Text shown
···

Welcome to the IdeaMatt blog!

My rebooted blog on tech, creative ideas, digital citizenship, and life as an experiment.

Monday
Aug312015

A simple Fabric.js-based web app for annotating SVG files

In the check-it-out category, I want to share a web app prototype I wrote recently for a client. It was my first experience with writing non-trivial JavaScript (peepweather.com uses a little - its source is on GitHub at github.com/matthewcornell/peepweather) and was a lot of fun to write. The app had no polish, as you can see from the screen shots, because all they wanted was for me to quickly write a solid starting point for an upcoming fall project of theirs.

Following is some detail from the README on the GitHub fork I created. You can play with it at annotator-demo.herokuapp.com.

Description

This is a simple Flask-based web app that demonstrates using Fabric.js to implement a direct-manipulation SVG annotation tool. It has a bare-bones UI and layout (i.e., no Bootstrap or equivalent) and no production-level features such as authentication, authorization, document owners and assignments, error handling, concurrent access, deployment, etc. However, it does support most of the front end features desired, plus the connection to the back end. The original prototype supported adding new svg files by dropping them into the repository directory, which a DAO would pick up, creating corresponding json files as needed. This demo uses a fixed repository of a few files to keep it simple. The point is mainly to show the front end proof-of-concept using Fabric.js.

Motivation

The fuller version of this tool was used to help a group of people annotate thousands of PDF files in SVG format as generated by Mozilla Labs' pdf.js. The SVG retains formatting and so is browser-renderable, but the markup is more useful for information extraction than that of PDF. The ultimate goal of the project was to create a gold standard for comparing the IE output to. Along with saving a document's annotations, users could ask the server for the text bounded by a particular annotation rectangle - a non-trivial problem with these complex SVG files (the 's generated are quite chopped up).

The decision to to write a tool was made after I researched existing annotation tools including some amazing ones:

Unfortunately they lacked the customization and power user features we needed for the high-throughput workflow necessary to annotate 1000s of SVG files. I then surveyed JavaScript graphics libraries (both Canvas- and SVG-based) to find one to support the rectangle-based UI we wanted. I settled on the excellent Fabric.js (the demos are awesome) after having looked at general purpose ones (of which there are many) including:

I also looked at diagram-oriented libraries, but they felt like too much work compared to a straightforward canvas wrapper.

In the end I liked Fabric best for its inbuilt support of handles and grouping, and its solid level of activity. And it worked pretty well, modulo a number of gotchas. It's a really nice piece of work, as are many of these. The JavaScript graphics library scene is definitely alive and well.

Code tour

While I don't have my client's permission to share the code, I'll sketch out the implementation for the curious.

Routes

At the top level of this standard Flask MVC app is app/routes.py, which has four URIs/controllers:

  • /: app/templates/index.html template. Lists the SVG files in the fake DAO.
  • /docs/<fileName>: app/templates/edit.html template. Described below.
  • /docs/<fileName>/annotations: REST API endpoint for getting a document's annotations as a JSON array. Finds and reads the JSON file corresponding to the SVG file and returns it as 'application/json'.

···

What is asked
a. Answer these questions using the blog post about the SVG annotation tool, one answer per line:
(i) What generated the SVG files that the fuller version of the tool was used to annotate?
(ii) Which two built-in features did the author single out as reasons for liking Fabric best?
(iii) As what content type does the /docs/<fileName>/annotations endpoint return the JSON file?
b. Carry on the blog post about the SVG annotation tool from the point where it stops.

Supplied material
···

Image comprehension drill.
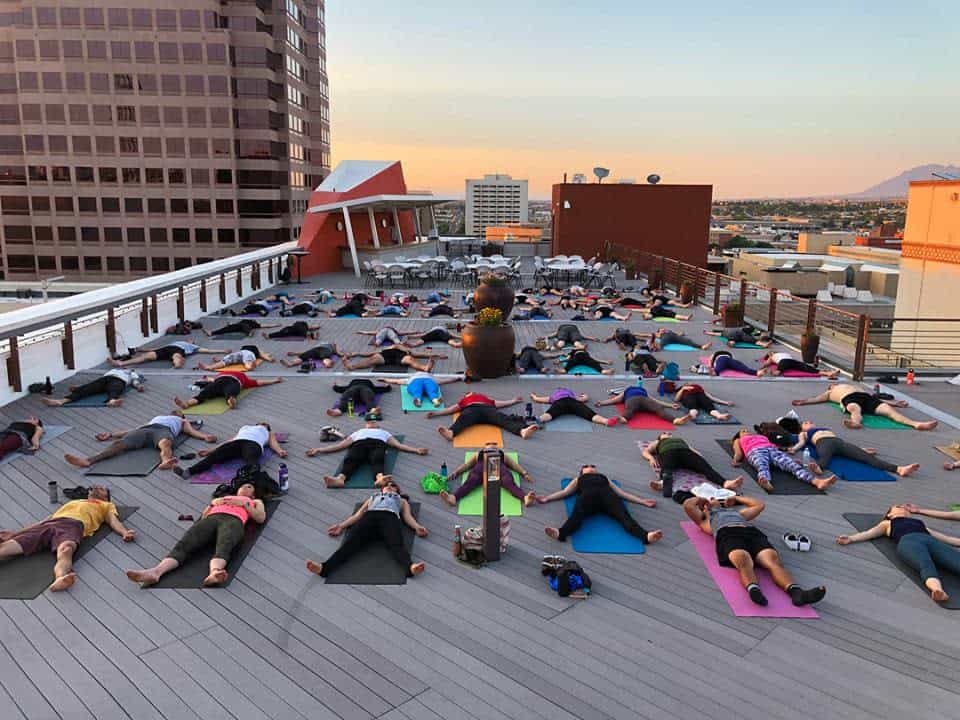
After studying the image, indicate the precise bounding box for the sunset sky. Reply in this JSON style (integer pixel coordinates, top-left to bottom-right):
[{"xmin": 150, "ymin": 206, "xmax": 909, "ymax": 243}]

···

Results
a.
(i) Mozilla Labs' pdf.js
(ii) Handles and grouping
(iii) 'application/json'

b.
  • /docs/<fileName>/text: placeholder endpoint for calculating the text bounded by a rectangle. Pulls the rectangle bounds from the query parameters and returns a fake string.

edit.html

This view has a simple vanilla HTML editing section at the top with three hard-coded annotation types, and the editing area underneath. The latter layers the Fabric canvas on top of the SVG file, whose element is inserted dynamically via loadSvg() in app/static/edit-document.js (see below). Finally, edit.html sets the variables needed by edit-document.js, based on the Flask-injected fileName variable, and loads the Fabric and edit-document.js.

edit-document.js

This file does the heavy lifting. On load it links up the button and shortcut actions to their methods and then calls loadSvg() to load the SVG document and its annotations. It does so using an AJAX call because of a browser SVG loading bug where the SVG size is reported incorrectly until it's completely loaded. Once it's loaded, loadSvg() inserts the SVG element behind the Fabric canvas, sets its size, and then initializes the Fabric canvas, saving it as an application property on the canvas element for easy access. Once that's all done, the function calls loadAnnotations(), which performs the AJAX call to /docs/<fileName>/annotations and then creates Fabric Rect objects for each, using the correct color for the annotation type.

One tricky bit was handling the line connecting linked Rects. Lines are managed explicitly (there is no built in 'connector' feature in Fabric), so their endpoints must be dynamically adjust during rectangle moves and resizes, and pointers to/from them must be saved as properties on the Fabric objects (i.e., a Rect needs to know all of its Lines, and a Line needs to know its two endpoints' Rects).

The rest of the code manages all the fiddly aspects of the app - resizing, duplicating, linking, etc. And of course button state must be updated based on selection changes. The only other mildly interesting thing is the AJAX call to get an annotation rect's text - a straightforward call to the /docs/<fileName>/text endpoint.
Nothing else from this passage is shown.